> FRAGMENTO SELECCIONADO
Pero, afortunadamente, la España de hoy no es la España de
ayer: es la España de anteayer, como es la América de hoy. Ya
ha sonado para el viejo liberalismo la hora de la derrota. Ya
lloran sobre su agonía las viejas cocottes que sostuvieron a su
costa los salones políticos de antaño. Ya comenzó el desbande
de sus sirvientes y el sálvese quien pueda de sus paniaguados.
Ya apenas recuerdo queda de sus ministros afrancesados y de su
pizca de rapé en los dedos. Lo condenaron los hombres que
volvían de pagar sus culpas en las trincheras del 14. Eran las
víctimas del adulterio que se levantaban contra la traición.
Eran los soldados que habían peleado por una causa oscura y
lamentable; los soldados asqueados de engaños y de palabras los
que, de vuelta de la guerra, se encontraban con que el premio de
todos sus sacrificios era una paz sin paz: una paz que tenía la
terrible amargura de las cosas inútiles. El mundo se había
perdido una vez más, pero esta vez se daba cuenta de que se
había perdido. El liberalismo había triunfado, pero también
los hombres habían ganado una experiencia de dolor. Y con el
dolor nacería una nueva esperanza: el sueño de un orden nuevo,
de un orden ordenado a un fin.
En demanda de ese orden, reclamándolo como un derecho, se alzó
la España imperecedera, la vuestra y nuestra. No fue aquello un
pronunciamiento de militares; sí un pronunciamiento militar de
la sangre. Por eso fue vuestro y nuestro, porque la sangre es
una, como es uno e indivisible nuestro destino común.

> MATERIAL

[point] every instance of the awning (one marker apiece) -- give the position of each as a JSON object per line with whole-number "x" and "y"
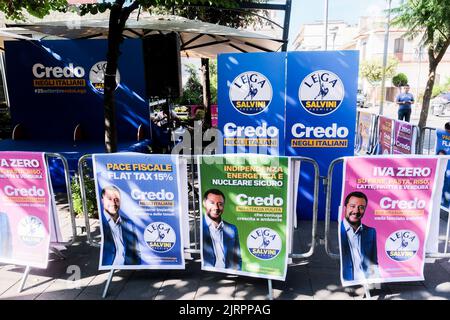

> TAREA POR REALIZAR
Prosigue, por favor, el fragmento sobre el fin del viejo liberalismo en España a partir de su última oración.

> RESULTADO OBTENIDO
América, la verdadera, se ha salvado con España la verdadera.
La vieja metrópoli caduca no existe ya para nosotros. Ahora
tenemos, para mirarnos y para glorificarnos, a la nueva España
del antiguo esplendor austriaco e imperial. Los hijos de los
conquistadores saludamos ya a los reconquistadores. Ya la
Cesárea Majestad de Carlos vuelve a ser la nuestra; ya llamamos
nuestras a las sombras hasta ayer desterradas de nuestro
recuerdo; ya estamos otra vez juntos en la Historia,
reconciliados en una misma grandeza.
Nosotros los americanos, los que velábamos en la noche liberal
que nos rodeaba las armas que vosotros alzaríais en España, los
que hablábamos desde siempre un lenguaje que ya es el de
vosotros, los que soñábamos un Escorial de fuego cuando en
España las antorchas estaban en manos de los miserables,
nosotros los americanos verdaderos, no somos unos pocos hombres.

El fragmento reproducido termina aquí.